• [Directions for this task] Please swap "Trace the outline" for "Draw the boundary" everywhere in the data below and reproduce it with nothing else altered.

(Region labeling data)
□ □ □ □
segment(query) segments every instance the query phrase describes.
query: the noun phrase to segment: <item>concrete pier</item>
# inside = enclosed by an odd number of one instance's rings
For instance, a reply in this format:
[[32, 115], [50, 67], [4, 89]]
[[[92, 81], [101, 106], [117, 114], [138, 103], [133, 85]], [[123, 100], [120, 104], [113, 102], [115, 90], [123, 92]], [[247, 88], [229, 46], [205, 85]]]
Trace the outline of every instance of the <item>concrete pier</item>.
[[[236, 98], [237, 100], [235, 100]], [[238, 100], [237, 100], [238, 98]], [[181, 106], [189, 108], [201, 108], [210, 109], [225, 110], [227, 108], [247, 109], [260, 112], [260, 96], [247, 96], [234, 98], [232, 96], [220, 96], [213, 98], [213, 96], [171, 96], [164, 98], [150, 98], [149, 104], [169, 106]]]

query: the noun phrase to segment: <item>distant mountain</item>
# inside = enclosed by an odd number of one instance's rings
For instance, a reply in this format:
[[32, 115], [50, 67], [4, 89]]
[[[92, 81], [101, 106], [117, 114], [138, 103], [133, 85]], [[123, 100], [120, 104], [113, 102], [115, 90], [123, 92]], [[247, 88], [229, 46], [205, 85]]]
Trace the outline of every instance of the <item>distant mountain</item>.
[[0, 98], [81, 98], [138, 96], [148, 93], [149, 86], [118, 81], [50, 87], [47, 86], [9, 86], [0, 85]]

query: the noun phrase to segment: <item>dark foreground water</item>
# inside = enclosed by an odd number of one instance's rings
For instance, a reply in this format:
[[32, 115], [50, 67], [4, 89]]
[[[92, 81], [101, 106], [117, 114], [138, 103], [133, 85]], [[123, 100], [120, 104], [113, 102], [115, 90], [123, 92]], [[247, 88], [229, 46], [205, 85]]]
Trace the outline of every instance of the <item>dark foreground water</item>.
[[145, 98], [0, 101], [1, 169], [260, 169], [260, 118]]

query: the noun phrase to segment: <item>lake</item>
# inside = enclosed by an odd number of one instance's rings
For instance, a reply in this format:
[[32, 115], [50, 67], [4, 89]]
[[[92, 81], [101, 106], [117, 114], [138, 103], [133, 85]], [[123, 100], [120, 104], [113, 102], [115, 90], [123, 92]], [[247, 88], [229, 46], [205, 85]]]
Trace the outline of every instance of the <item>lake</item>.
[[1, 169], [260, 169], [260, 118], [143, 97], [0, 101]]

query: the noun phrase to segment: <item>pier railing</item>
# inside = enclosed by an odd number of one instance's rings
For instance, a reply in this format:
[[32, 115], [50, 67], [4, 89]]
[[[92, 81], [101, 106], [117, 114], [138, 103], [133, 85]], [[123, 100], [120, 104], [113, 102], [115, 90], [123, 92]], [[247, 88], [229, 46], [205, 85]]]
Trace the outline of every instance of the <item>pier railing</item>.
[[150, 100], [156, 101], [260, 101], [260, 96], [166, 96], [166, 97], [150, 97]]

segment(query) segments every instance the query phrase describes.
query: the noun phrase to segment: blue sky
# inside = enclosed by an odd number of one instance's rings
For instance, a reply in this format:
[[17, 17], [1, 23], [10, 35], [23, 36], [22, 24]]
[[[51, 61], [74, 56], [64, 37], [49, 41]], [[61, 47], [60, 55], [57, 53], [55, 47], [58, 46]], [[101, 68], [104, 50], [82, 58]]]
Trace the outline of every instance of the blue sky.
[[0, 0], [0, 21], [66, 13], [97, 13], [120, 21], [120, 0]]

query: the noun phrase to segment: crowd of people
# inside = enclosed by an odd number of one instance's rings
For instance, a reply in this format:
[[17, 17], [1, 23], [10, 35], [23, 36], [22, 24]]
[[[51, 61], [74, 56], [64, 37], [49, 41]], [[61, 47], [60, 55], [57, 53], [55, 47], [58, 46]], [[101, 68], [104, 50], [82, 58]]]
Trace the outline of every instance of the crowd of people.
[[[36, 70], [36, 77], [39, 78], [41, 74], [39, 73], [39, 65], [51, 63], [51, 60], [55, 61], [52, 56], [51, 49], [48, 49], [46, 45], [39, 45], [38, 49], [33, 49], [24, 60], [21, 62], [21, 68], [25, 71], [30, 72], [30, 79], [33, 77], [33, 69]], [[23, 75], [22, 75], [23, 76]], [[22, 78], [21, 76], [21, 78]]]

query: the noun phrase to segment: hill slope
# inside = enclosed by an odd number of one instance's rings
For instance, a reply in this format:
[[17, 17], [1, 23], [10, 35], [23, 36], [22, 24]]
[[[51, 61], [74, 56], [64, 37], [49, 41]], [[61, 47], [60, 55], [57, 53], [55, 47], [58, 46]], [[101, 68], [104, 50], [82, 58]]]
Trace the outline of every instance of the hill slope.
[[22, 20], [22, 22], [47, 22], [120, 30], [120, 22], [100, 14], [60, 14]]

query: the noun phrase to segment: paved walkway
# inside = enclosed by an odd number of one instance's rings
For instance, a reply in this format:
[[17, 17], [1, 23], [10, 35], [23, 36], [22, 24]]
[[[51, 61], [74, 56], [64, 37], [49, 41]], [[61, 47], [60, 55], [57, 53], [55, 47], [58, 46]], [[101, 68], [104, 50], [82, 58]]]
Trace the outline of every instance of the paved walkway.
□ □ □ □
• [Answer to the problem]
segment(query) segments every instance the query phrase describes.
query: the noun phrase to segment: <item>concrete pier</item>
# inside = enclosed by an odd number of one instance's rings
For instance, a reply in this format:
[[32, 115], [50, 67], [4, 89]]
[[[92, 81], [101, 106], [117, 114], [138, 103], [133, 85]], [[123, 100], [120, 104], [113, 102], [115, 90], [123, 92]], [[247, 88], [229, 46], [205, 85]]]
Draw the boundary of every instance of the <item>concrete pier</item>.
[[[236, 98], [237, 100], [235, 100]], [[238, 100], [237, 100], [238, 98]], [[181, 106], [189, 108], [201, 108], [210, 109], [225, 110], [227, 108], [247, 109], [260, 112], [260, 96], [247, 96], [234, 98], [232, 96], [220, 96], [213, 98], [213, 96], [171, 96], [164, 98], [150, 98], [149, 104], [169, 106]]]

query: the noun phrase to segment: <item>distant mountain</item>
# inside = enclosed by an odd number of one instance's rings
For instance, a reply in this format:
[[32, 115], [50, 67], [4, 89]]
[[[92, 81], [101, 106], [117, 114], [138, 103], [133, 85]], [[123, 100], [120, 104], [113, 102], [115, 90], [123, 92]], [[247, 88], [229, 46], [205, 85]]]
Draw the boundary of every instance of the <item>distant mountain</item>.
[[0, 98], [81, 98], [138, 96], [148, 93], [149, 86], [118, 81], [50, 87], [47, 86], [9, 86], [0, 85]]

query: the noun phrase to segment: <item>dark foreground water</item>
# inside = enclosed by an odd number of one instance's rings
For instance, a reply in this format:
[[32, 115], [50, 67], [4, 89]]
[[[92, 81], [101, 106], [117, 114], [138, 103], [133, 85]], [[123, 100], [120, 104], [113, 102], [115, 90], [123, 92]], [[247, 88], [229, 46], [205, 85]]]
Draw the boundary of every instance of the <item>dark foreground water</item>.
[[145, 98], [0, 101], [1, 169], [260, 169], [260, 118]]

query: the noun phrase to segment: <item>lake</item>
# inside = enclosed by an odd number of one instance's rings
For instance, a reply in this format:
[[32, 115], [50, 67], [4, 89]]
[[[92, 81], [101, 106], [117, 114], [138, 103], [133, 85]], [[123, 100], [120, 104], [113, 102], [115, 90], [123, 92]], [[247, 88], [229, 46], [205, 85]]]
Draw the boundary of every instance of the <item>lake</item>.
[[1, 169], [260, 169], [260, 118], [143, 97], [0, 101]]

query: the noun phrase to segment: <item>pier railing</item>
# inside = enclosed by an odd number of one instance's rings
For instance, a reply in this format:
[[32, 115], [50, 67], [4, 89]]
[[[92, 81], [101, 106], [117, 114], [138, 103], [133, 85]], [[123, 100], [120, 104], [113, 102], [115, 90], [123, 92]], [[247, 88], [229, 46], [205, 85]]]
Draw the boundary of every instance of the <item>pier railing</item>.
[[150, 100], [156, 101], [260, 101], [260, 96], [166, 96], [166, 97], [150, 97]]

segment(query) segments every instance the query phrase describes.
query: the noun phrase to segment: blue sky
# inside = enclosed by an odd number of one instance's rings
For instance, a reply in this format:
[[17, 17], [1, 23], [10, 35], [23, 36], [22, 24]]
[[[51, 61], [74, 56], [64, 37], [49, 41]], [[61, 47], [60, 55], [57, 53], [55, 47], [58, 46]], [[101, 68], [104, 50], [82, 58]]]
Draw the boundary of every instance of the blue sky.
[[0, 0], [0, 21], [66, 13], [97, 13], [120, 21], [120, 0]]

query: the noun phrase to segment: crowd of people
# inside = enclosed by an odd number of one instance's rings
For instance, a reply in this format:
[[17, 17], [1, 23], [10, 35], [23, 36], [22, 24]]
[[[51, 61], [74, 56], [64, 37], [49, 41]], [[61, 47], [60, 55], [57, 53], [55, 47], [58, 46]], [[101, 68], [104, 50], [82, 58]]]
Draw the boundary of every instance of the crowd of people.
[[[36, 70], [36, 77], [39, 78], [41, 74], [39, 73], [39, 65], [51, 63], [51, 60], [55, 61], [52, 56], [51, 49], [48, 49], [46, 45], [39, 45], [38, 49], [33, 49], [24, 60], [21, 62], [21, 68], [25, 71], [30, 72], [30, 79], [33, 77], [33, 69]], [[23, 75], [22, 75], [23, 76]], [[22, 78], [21, 76], [21, 78]]]

query: the noun phrase to segment: hill slope
# inside = enclosed by an odd number of one instance's rings
For instance, a reply in this format:
[[17, 17], [1, 23], [10, 35], [23, 36], [22, 24]]
[[[51, 61], [74, 56], [64, 37], [49, 41]], [[61, 47], [60, 55], [57, 53], [55, 47], [58, 46]], [[101, 68], [104, 50], [82, 58]]]
Draw the boundary of every instance of the hill slope.
[[22, 20], [22, 22], [47, 22], [120, 30], [120, 22], [100, 14], [60, 14]]

query: the noun phrase to segment: paved walkway
# inside = enclosed by an odd number of one instance's rings
For instance, a reply in this format:
[[17, 17], [1, 23], [10, 35], [23, 36], [22, 24]]
[[[51, 61], [74, 56], [64, 37], [49, 41]], [[61, 47], [60, 55], [57, 53], [55, 47], [58, 46]], [[101, 68], [104, 50], [82, 58]]]
Draw the boundary of every instance of the paved walkway.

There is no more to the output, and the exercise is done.